*** Opening The records ***
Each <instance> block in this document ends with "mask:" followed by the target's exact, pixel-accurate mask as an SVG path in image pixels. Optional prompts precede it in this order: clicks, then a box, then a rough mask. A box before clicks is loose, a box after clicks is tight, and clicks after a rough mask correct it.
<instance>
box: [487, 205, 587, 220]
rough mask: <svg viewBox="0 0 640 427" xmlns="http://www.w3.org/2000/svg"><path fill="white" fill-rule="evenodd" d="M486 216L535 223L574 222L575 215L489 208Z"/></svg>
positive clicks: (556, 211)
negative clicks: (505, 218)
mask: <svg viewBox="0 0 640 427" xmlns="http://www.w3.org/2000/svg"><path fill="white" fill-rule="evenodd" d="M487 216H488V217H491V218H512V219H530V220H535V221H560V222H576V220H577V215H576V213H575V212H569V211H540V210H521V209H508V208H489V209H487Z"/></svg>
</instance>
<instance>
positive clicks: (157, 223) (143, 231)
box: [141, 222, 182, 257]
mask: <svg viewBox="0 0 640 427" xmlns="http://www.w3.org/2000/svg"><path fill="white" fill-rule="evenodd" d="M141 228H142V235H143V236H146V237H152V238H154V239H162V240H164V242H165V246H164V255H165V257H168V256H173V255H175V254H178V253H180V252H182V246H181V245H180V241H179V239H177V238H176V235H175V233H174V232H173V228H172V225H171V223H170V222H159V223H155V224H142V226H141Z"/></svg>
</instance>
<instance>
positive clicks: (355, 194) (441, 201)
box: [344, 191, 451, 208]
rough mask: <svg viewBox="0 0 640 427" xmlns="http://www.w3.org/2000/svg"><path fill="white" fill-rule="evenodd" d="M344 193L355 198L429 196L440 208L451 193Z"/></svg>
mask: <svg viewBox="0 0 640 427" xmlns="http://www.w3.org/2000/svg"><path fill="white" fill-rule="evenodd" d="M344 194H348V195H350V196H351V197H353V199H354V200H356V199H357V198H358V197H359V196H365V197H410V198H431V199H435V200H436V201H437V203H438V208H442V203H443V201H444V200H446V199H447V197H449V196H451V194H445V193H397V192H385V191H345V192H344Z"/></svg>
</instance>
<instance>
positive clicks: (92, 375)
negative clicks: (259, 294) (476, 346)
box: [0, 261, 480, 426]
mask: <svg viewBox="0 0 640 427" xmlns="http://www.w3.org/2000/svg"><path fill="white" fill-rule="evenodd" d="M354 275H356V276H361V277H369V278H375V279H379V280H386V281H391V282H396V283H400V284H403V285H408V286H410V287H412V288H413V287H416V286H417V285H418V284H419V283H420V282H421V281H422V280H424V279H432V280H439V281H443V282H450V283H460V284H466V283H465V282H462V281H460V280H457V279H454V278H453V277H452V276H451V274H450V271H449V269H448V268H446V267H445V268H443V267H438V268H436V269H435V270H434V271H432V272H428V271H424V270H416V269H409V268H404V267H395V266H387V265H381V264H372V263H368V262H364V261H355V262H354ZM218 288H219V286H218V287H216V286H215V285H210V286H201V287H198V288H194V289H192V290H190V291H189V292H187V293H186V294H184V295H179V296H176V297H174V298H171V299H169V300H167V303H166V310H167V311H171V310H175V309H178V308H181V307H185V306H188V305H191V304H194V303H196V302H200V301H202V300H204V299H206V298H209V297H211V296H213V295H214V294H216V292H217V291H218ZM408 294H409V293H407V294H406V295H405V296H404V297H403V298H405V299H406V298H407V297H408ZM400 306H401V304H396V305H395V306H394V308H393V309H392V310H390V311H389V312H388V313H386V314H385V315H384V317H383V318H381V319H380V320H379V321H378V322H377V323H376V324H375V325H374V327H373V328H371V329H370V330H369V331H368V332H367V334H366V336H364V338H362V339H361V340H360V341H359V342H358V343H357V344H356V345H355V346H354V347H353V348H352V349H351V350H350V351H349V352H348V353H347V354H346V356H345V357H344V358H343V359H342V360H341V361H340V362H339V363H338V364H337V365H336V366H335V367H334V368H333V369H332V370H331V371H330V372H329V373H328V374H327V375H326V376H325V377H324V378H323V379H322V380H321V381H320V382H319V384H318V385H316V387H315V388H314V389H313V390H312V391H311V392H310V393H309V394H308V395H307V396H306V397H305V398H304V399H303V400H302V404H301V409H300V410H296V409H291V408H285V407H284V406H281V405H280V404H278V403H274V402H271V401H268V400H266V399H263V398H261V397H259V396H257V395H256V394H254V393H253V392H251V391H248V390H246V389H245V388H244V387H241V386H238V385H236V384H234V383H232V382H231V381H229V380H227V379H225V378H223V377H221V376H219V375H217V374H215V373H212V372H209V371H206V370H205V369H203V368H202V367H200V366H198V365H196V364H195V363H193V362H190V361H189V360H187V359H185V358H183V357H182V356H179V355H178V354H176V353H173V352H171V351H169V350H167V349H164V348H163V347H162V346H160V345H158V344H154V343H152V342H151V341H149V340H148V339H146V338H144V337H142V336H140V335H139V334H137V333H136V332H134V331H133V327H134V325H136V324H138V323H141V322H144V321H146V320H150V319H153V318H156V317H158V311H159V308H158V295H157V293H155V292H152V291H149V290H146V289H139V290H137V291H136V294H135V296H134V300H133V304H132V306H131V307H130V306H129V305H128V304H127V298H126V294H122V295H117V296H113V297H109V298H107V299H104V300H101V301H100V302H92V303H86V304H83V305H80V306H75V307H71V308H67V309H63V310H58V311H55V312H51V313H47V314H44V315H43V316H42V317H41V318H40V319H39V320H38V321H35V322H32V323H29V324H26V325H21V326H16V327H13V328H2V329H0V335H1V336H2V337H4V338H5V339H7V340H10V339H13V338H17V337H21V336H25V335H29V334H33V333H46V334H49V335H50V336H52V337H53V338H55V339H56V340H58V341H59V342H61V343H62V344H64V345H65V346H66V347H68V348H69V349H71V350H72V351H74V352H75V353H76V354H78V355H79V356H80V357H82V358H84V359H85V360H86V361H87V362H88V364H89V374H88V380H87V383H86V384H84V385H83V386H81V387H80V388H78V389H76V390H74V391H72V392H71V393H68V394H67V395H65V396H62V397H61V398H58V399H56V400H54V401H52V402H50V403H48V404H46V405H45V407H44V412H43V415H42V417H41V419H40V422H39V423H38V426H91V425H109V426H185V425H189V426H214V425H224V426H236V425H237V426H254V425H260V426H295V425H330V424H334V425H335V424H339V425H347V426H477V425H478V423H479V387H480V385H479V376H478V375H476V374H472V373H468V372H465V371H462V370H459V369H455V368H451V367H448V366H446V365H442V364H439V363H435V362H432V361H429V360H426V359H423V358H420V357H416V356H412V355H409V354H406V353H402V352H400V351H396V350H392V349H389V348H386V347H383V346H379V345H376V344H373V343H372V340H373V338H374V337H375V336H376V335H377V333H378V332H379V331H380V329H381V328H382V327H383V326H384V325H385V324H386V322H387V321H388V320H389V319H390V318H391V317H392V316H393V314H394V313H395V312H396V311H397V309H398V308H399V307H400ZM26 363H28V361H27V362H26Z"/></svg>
*** Closing The records ***
**Exercise**
An exact reproduction of the listing is needed.

**Reply**
Each <instance> block in this document ends with "mask:" followed by the target's exact, pixel-accurate mask as an SVG path in image pixels. Optional prompts precede it in this order: clicks, then a box, then a rough mask. A box before clicks is loose, a box after clicks is tight, and clicks after a rough mask correct it.
<instance>
box: [487, 205, 587, 220]
rough mask: <svg viewBox="0 0 640 427" xmlns="http://www.w3.org/2000/svg"><path fill="white" fill-rule="evenodd" d="M486 216L535 223L574 222L575 215L489 208Z"/></svg>
positive clicks: (556, 211)
negative clicks: (505, 218)
mask: <svg viewBox="0 0 640 427" xmlns="http://www.w3.org/2000/svg"><path fill="white" fill-rule="evenodd" d="M487 216H488V217H491V218H512V219H530V220H535V221H560V222H576V220H577V215H576V213H575V212H569V211H540V210H521V209H508V208H489V209H487Z"/></svg>
</instance>
<instance>
positive clicks: (157, 223) (143, 231)
box: [141, 222, 182, 257]
mask: <svg viewBox="0 0 640 427" xmlns="http://www.w3.org/2000/svg"><path fill="white" fill-rule="evenodd" d="M141 228H142V235H143V236H146V237H152V238H154V239H162V240H164V242H165V246H164V255H165V257H168V256H173V255H175V254H178V253H180V252H182V246H181V245H180V241H179V239H177V238H176V235H175V233H174V232H173V228H172V225H171V223H170V222H159V223H155V224H142V226H141Z"/></svg>
</instance>
<instance>
positive clicks: (355, 194) (441, 201)
box: [344, 191, 451, 208]
rough mask: <svg viewBox="0 0 640 427" xmlns="http://www.w3.org/2000/svg"><path fill="white" fill-rule="evenodd" d="M344 193L355 198L429 196L440 208L451 193Z"/></svg>
mask: <svg viewBox="0 0 640 427" xmlns="http://www.w3.org/2000/svg"><path fill="white" fill-rule="evenodd" d="M344 194H348V195H350V196H351V197H353V199H354V200H356V199H357V198H358V197H359V196H365V197H410V198H431V199H435V200H436V201H437V203H438V208H442V203H443V201H444V200H446V199H447V197H449V196H451V194H445V193H397V192H385V191H345V192H344Z"/></svg>
</instance>
<instance>
positive clicks: (92, 375)
negative clicks: (259, 294) (476, 346)
box: [0, 261, 480, 426]
mask: <svg viewBox="0 0 640 427" xmlns="http://www.w3.org/2000/svg"><path fill="white" fill-rule="evenodd" d="M354 275H356V276H361V277H369V278H375V279H379V280H386V281H391V282H396V283H400V284H403V285H408V286H410V287H412V288H413V287H416V286H417V285H418V284H419V283H420V282H421V281H422V280H424V279H432V280H439V281H443V282H450V283H460V284H466V283H465V282H462V281H460V280H457V279H454V278H453V277H452V276H451V274H450V271H449V269H448V268H446V267H445V268H443V267H438V268H436V269H435V270H434V271H432V272H428V271H424V270H416V269H409V268H404V267H395V266H387V265H381V264H372V263H368V262H364V261H355V262H354ZM218 288H219V286H218V287H216V286H215V285H210V286H201V287H198V288H194V289H192V290H190V291H189V292H187V293H186V294H184V295H179V296H176V297H174V298H171V299H169V300H167V303H166V310H167V311H171V310H175V309H178V308H181V307H185V306H188V305H191V304H194V303H196V302H200V301H202V300H204V299H206V298H209V297H211V296H213V295H214V294H216V292H217V291H218ZM408 294H409V293H407V294H406V295H405V296H404V297H403V298H405V299H406V298H407V297H408ZM400 306H401V304H396V305H395V306H394V308H393V309H392V310H390V311H389V312H388V313H386V314H385V315H384V317H383V318H381V319H380V320H379V321H378V322H377V323H376V324H375V325H374V327H373V328H371V329H370V330H369V331H368V332H367V334H366V336H364V338H362V339H361V340H360V341H359V342H358V343H357V344H356V345H355V346H354V347H353V348H352V349H351V350H350V351H349V352H348V353H347V354H346V356H345V357H344V358H343V359H342V360H341V361H340V362H339V363H338V364H337V365H336V366H335V367H334V368H333V369H332V370H331V371H330V372H329V373H328V374H327V375H326V376H325V377H324V378H323V379H322V380H321V381H320V382H319V384H318V385H316V387H315V388H314V389H313V390H312V391H311V392H310V393H309V394H308V395H307V396H306V397H305V398H304V399H303V400H302V404H301V409H300V410H296V409H291V408H285V407H284V406H281V405H280V404H278V403H274V402H271V401H268V400H266V399H263V398H261V397H259V396H257V395H256V394H254V393H253V392H251V391H248V390H246V389H245V388H244V387H241V386H238V385H236V384H234V383H232V382H231V381H229V380H227V379H225V378H223V377H221V376H219V375H217V374H215V373H212V372H209V371H206V370H205V369H203V368H202V367H200V366H198V365H196V364H195V363H193V362H190V361H189V360H187V359H185V358H183V357H182V356H179V355H178V354H176V353H173V352H171V351H169V350H167V349H164V348H163V347H162V346H160V345H158V344H154V343H152V342H151V341H149V340H148V339H146V338H144V337H142V336H140V335H139V334H137V333H136V332H134V331H133V327H134V325H136V324H138V323H141V322H144V321H146V320H150V319H153V318H156V317H158V311H159V308H158V295H157V293H155V292H152V291H149V290H146V289H139V290H137V291H136V294H135V296H134V300H133V304H132V306H131V307H130V306H129V305H128V304H127V298H126V294H122V295H117V296H113V297H109V298H107V299H104V300H101V301H100V302H92V303H86V304H83V305H80V306H75V307H71V308H67V309H63V310H58V311H55V312H51V313H47V314H44V315H43V316H42V317H41V318H40V319H39V320H38V321H35V322H32V323H29V324H26V325H21V326H16V327H13V328H2V329H0V335H1V336H2V337H4V338H5V339H7V340H10V339H13V338H17V337H21V336H25V335H29V334H33V333H46V334H49V335H50V336H52V337H53V338H55V339H56V340H58V341H59V342H61V343H62V344H64V345H65V346H66V347H68V348H69V349H71V350H72V351H74V352H75V353H76V354H78V355H79V356H80V357H82V358H84V359H85V360H86V361H87V362H88V364H89V374H88V380H87V383H86V384H84V385H83V386H81V387H80V388H78V389H76V390H74V391H72V392H71V393H68V394H67V395H65V396H62V397H61V398H58V399H56V400H54V401H52V402H50V403H48V404H46V405H45V407H44V412H43V415H42V417H41V419H40V422H39V423H38V426H91V425H109V426H185V425H189V426H214V425H224V426H236V425H237V426H254V425H260V426H295V425H330V424H334V425H335V424H339V425H347V426H477V425H478V423H479V387H480V385H479V376H478V375H476V374H472V373H468V372H465V371H462V370H459V369H455V368H451V367H448V366H446V365H442V364H439V363H435V362H432V361H429V360H426V359H423V358H420V357H416V356H412V355H409V354H406V353H402V352H400V351H396V350H392V349H389V348H386V347H383V346H379V345H376V344H373V343H372V340H373V338H374V337H375V336H376V335H377V333H378V332H379V331H380V329H381V328H382V327H383V326H384V325H385V324H386V322H387V321H388V320H389V319H390V318H391V317H392V316H393V314H394V313H395V312H396V311H397V309H398V308H399V307H400ZM26 363H28V361H27V362H26Z"/></svg>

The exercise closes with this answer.